> Task goal:
Select every line in the entries that contains the string "player", matching case exactly, and copy each such line.

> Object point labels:
··········

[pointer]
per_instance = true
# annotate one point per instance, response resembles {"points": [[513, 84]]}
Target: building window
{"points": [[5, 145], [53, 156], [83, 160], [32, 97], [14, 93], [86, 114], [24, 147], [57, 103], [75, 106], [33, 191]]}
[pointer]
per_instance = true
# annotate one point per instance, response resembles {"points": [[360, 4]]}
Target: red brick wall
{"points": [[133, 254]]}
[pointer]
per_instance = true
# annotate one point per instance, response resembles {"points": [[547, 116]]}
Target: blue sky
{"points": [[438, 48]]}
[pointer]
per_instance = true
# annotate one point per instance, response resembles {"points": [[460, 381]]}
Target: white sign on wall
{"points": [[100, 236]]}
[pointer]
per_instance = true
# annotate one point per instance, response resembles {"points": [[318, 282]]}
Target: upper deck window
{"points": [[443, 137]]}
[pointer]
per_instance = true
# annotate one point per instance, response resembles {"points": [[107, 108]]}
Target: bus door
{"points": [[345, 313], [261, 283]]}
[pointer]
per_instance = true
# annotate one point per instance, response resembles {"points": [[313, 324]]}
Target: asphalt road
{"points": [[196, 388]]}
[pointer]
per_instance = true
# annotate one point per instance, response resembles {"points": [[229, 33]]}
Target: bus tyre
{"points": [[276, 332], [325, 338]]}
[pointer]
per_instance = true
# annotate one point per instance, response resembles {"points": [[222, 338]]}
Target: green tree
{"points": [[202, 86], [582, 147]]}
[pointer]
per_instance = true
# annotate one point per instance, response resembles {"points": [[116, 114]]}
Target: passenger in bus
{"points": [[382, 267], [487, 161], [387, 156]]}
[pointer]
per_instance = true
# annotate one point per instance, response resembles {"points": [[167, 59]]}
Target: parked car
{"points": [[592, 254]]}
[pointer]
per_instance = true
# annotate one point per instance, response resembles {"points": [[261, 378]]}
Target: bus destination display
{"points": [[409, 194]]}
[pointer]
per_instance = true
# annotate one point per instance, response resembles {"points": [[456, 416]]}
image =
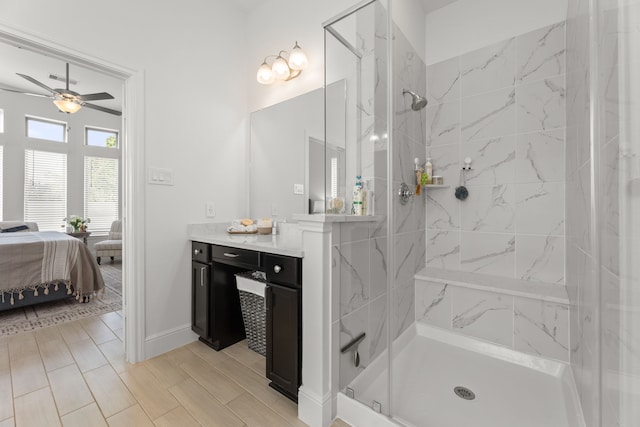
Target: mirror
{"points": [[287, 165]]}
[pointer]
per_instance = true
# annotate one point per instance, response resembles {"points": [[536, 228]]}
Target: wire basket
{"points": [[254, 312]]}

··········

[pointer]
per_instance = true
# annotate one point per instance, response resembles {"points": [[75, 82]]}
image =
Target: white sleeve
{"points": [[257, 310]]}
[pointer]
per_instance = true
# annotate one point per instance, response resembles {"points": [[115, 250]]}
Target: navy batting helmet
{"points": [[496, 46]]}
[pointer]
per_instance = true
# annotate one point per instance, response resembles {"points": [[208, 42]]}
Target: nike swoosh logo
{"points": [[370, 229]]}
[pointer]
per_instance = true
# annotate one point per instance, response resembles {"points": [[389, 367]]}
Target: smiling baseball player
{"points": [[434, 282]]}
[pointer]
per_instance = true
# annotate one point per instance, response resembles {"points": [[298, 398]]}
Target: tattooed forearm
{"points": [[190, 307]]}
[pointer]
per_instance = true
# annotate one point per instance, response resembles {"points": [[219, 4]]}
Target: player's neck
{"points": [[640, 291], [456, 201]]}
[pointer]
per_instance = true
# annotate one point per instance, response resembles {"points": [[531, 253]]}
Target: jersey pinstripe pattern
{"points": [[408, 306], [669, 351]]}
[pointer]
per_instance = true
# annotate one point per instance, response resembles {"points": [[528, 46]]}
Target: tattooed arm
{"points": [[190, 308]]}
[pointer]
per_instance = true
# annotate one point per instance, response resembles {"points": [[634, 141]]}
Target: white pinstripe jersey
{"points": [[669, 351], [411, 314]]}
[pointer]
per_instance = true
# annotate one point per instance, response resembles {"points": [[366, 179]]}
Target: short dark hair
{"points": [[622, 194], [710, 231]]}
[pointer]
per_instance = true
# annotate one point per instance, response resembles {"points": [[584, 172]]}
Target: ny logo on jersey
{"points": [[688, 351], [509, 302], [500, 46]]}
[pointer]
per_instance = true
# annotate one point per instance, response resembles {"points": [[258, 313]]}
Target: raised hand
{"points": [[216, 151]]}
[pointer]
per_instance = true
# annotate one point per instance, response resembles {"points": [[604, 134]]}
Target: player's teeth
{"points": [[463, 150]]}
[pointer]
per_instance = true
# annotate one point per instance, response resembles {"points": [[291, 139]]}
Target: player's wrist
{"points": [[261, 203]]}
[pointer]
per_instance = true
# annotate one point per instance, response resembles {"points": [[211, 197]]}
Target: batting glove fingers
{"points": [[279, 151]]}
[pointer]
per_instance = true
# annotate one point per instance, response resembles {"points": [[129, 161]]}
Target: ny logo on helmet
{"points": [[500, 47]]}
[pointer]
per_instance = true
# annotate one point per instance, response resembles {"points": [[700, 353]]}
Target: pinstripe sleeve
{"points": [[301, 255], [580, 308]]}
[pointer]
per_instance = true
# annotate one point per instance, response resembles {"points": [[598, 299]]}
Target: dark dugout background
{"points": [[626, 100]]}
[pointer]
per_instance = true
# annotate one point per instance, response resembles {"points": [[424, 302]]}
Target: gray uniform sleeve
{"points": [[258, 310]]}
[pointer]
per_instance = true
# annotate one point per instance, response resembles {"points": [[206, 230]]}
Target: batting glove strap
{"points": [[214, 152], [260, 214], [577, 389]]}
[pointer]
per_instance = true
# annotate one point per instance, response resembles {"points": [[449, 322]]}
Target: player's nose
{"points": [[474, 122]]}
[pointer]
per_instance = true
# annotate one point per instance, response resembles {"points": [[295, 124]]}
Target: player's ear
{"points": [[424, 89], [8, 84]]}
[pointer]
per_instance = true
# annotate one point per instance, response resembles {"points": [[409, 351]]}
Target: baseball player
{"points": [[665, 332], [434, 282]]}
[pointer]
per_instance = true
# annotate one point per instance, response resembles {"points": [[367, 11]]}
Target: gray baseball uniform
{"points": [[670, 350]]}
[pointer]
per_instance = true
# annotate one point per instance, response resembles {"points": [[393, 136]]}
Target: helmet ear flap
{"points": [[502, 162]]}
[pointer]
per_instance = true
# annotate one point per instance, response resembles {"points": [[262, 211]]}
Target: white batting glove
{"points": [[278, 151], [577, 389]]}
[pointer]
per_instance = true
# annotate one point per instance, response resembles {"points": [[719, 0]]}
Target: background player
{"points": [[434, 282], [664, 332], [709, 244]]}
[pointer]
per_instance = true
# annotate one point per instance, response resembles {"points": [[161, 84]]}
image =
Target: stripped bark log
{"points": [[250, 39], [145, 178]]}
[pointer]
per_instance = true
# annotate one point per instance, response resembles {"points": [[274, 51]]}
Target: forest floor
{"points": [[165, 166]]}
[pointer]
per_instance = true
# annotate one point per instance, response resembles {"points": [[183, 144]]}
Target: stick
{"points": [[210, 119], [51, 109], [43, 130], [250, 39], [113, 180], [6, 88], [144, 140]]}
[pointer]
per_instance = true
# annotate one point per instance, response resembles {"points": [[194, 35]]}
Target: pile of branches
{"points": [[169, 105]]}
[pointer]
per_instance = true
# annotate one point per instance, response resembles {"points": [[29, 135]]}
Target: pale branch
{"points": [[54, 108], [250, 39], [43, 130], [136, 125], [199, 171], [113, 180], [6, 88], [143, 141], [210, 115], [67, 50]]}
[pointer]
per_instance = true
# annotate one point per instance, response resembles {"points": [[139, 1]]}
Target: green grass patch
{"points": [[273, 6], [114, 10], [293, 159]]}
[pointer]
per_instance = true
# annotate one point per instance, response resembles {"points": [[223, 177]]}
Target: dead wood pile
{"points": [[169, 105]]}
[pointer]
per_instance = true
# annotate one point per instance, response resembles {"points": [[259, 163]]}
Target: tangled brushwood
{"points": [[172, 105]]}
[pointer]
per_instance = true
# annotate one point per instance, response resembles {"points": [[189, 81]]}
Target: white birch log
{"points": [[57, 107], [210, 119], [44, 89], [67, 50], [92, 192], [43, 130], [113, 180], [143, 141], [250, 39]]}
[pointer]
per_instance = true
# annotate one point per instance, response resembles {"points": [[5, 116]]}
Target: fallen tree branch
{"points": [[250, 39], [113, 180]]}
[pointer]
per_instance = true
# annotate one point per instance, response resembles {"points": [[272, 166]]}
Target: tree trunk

··········

> Worked solution:
Target: smiling baseball player
Target: player's neck
Target: player's teeth
Target: player's wrist
Target: player's nose
Target: player's ear
Target: baseball player
Target: background player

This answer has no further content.